Reproduce all of the data below, swapping every occurrence of "Trace the outline" for "Draw the polygon" and keeping everything else unchanged. Leave the pictures out of your answer.

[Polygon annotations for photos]
----------

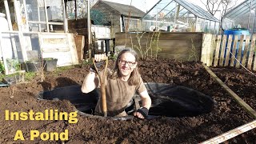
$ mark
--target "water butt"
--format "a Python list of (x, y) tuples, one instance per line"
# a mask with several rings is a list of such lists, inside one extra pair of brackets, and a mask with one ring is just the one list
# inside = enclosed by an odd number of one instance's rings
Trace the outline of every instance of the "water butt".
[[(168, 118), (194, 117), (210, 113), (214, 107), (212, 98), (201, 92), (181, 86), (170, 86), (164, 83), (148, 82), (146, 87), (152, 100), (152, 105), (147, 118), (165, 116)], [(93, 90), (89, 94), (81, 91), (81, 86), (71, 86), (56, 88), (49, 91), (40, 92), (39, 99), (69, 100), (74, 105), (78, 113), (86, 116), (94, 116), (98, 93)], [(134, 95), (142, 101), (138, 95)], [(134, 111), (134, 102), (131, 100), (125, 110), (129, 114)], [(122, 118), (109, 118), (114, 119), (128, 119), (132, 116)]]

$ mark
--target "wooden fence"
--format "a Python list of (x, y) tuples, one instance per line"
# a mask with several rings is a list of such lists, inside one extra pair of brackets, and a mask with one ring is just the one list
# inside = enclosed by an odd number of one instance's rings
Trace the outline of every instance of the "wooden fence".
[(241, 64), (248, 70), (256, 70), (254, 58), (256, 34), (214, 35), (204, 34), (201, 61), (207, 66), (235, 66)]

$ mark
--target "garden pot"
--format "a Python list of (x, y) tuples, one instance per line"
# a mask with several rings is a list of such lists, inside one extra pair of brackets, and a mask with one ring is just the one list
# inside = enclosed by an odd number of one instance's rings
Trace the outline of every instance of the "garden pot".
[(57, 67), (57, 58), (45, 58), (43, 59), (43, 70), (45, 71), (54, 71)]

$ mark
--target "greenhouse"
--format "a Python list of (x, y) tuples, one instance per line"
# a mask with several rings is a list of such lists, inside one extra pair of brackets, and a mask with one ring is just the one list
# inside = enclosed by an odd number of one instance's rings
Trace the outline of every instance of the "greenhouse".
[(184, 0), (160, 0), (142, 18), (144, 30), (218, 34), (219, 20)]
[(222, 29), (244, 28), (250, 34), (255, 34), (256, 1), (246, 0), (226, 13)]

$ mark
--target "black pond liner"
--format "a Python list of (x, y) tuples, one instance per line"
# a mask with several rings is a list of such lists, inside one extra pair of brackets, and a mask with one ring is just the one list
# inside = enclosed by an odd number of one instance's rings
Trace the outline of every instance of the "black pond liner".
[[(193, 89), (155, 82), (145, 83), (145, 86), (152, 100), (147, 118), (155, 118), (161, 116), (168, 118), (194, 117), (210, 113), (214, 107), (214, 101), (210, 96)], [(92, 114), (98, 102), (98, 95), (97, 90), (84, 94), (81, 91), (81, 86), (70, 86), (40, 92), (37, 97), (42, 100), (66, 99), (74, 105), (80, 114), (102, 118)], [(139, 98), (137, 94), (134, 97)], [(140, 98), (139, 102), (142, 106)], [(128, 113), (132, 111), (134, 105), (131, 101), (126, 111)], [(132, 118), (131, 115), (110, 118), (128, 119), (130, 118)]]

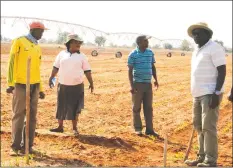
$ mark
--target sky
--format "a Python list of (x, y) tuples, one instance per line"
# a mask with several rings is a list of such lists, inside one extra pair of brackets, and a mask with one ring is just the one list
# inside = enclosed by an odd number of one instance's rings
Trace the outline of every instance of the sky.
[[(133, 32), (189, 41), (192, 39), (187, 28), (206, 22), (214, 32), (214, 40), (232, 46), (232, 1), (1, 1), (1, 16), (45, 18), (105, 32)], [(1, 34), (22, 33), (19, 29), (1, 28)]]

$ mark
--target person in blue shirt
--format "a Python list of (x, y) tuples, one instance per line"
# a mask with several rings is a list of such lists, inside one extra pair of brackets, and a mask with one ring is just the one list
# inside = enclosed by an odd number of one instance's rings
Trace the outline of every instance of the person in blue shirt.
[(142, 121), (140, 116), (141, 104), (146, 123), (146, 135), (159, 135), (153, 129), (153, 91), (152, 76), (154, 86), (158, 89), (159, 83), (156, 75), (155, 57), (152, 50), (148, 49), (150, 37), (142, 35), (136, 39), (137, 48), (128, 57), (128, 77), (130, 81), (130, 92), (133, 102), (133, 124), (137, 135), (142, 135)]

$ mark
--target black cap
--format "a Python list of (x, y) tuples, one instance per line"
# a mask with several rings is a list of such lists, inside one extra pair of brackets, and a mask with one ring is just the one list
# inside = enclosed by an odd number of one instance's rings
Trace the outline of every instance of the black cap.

----------

▶ PROBLEM SOLUTION:
$ mark
--target "water butt"
--format "a Python list of (x, y) tuples, one instance per line"
# a mask with several rings is a list of such lists, inside one extra pair of brackets, and a mask with one ring is just the one list
# inside = enclosed by an odd number of one instance's rings
Draw the polygon of every instance of the "water butt".
[[(168, 118), (194, 117), (210, 113), (214, 107), (212, 98), (201, 92), (181, 86), (170, 86), (164, 83), (148, 82), (146, 87), (152, 100), (152, 105), (147, 118), (165, 116)], [(93, 90), (89, 94), (81, 91), (81, 86), (71, 86), (56, 88), (49, 91), (40, 92), (39, 99), (69, 100), (74, 105), (78, 113), (86, 116), (94, 116), (98, 93)], [(134, 95), (142, 101), (138, 95)], [(134, 111), (134, 102), (131, 100), (125, 110), (129, 114)], [(122, 118), (109, 118), (114, 119), (128, 119), (132, 116)]]

$ mark
--target "wooden fence"
--format "a Python list of (x, y) tuples, one instance per line"
# a mask with several rings is a list of such lists, inside one extra pair of brackets, and a mask with one ring is just the one list
# inside = enclosed by an odd number of one instance's rings
Draw the polygon of every instance of the "wooden fence".
[(241, 64), (248, 70), (256, 70), (254, 58), (256, 34), (214, 35), (204, 34), (201, 61), (207, 66), (235, 66)]

$ mark
--target "garden pot"
--format "a Python list of (x, y) tuples, one instance per line"
# a mask with several rings is a list of such lists, inside one extra pair of brackets, and a mask with one ring is just the one list
# inside = enclosed by an odd number of one instance's rings
Draw the polygon of every instance of the "garden pot".
[(57, 67), (57, 58), (45, 58), (43, 59), (43, 70), (45, 71), (54, 71)]

$ mark
--target "greenhouse"
--format "a Python list of (x, y) tuples, one instance per line"
# a mask with several rings is a list of such lists, inside one extra pair of brackets, and a mask with one ring is just the one list
# inside = enclosed by an odd number of one instance's rings
Draw the polygon of every instance of the "greenhouse".
[(184, 0), (160, 0), (142, 18), (144, 30), (218, 34), (219, 20)]
[(222, 29), (244, 28), (250, 34), (255, 34), (256, 1), (246, 0), (226, 13)]

$ mark
--target "black pond liner"
--format "a Python list of (x, y) tuples, one instance per line"
# a mask with several rings is a list of such lists, inside one extra pair of brackets, and a mask with one ring is just the one list
# inside = enclosed by an odd number of one instance's rings
Draw the polygon of every instance of the "black pond liner".
[[(193, 89), (155, 82), (145, 83), (145, 86), (152, 100), (147, 118), (155, 118), (161, 116), (168, 118), (194, 117), (210, 113), (214, 107), (214, 101), (210, 96)], [(92, 114), (98, 102), (98, 95), (97, 90), (84, 94), (81, 91), (81, 86), (70, 86), (40, 92), (37, 97), (42, 100), (66, 99), (74, 105), (80, 114), (102, 118)], [(139, 98), (137, 94), (134, 97)], [(140, 98), (139, 102), (142, 106)], [(128, 113), (132, 111), (134, 105), (131, 101), (126, 111)], [(132, 118), (131, 115), (110, 118), (128, 119), (130, 118)]]

$ mark
--target sky
--format "a Python list of (x, y) tuples, one instance per line"
# a mask with several rings is a list of such lists, inside one extra pair of brackets, and a mask with one ring is just the one list
# inside = enclosed by an odd number of one instance's rings
Draw the polygon of every instance of the sky.
[[(133, 32), (189, 41), (192, 39), (187, 28), (206, 22), (214, 32), (214, 40), (232, 46), (232, 1), (1, 1), (1, 16), (45, 18), (105, 32)], [(1, 34), (22, 33), (19, 29), (1, 28)]]

$ mark
--target person in blue shirt
--format "a Python list of (x, y) tuples, one instance per line"
# a mask with several rings is a list of such lists, inside one extra pair of brackets, and a mask with one ring is just the one list
# inside = enclosed by an odd number of one instance's rings
Draw the polygon of every instance of the person in blue shirt.
[(142, 121), (140, 116), (141, 104), (146, 123), (146, 135), (159, 135), (153, 129), (153, 91), (152, 76), (154, 86), (158, 89), (159, 83), (156, 75), (155, 57), (152, 50), (148, 49), (150, 37), (142, 35), (136, 39), (137, 48), (128, 57), (128, 77), (130, 81), (130, 92), (133, 102), (133, 124), (137, 135), (142, 135)]

$ mark
--target black cap
--format "a Python list of (x, y) tuples, one instance per line"
# a mask with several rings is a list of such lists, inside one extra pair of brackets, and a mask with one ring is just the one list
# inside = enclosed by an odd number of one instance's rings
Draw the polygon of every instance of the black cap.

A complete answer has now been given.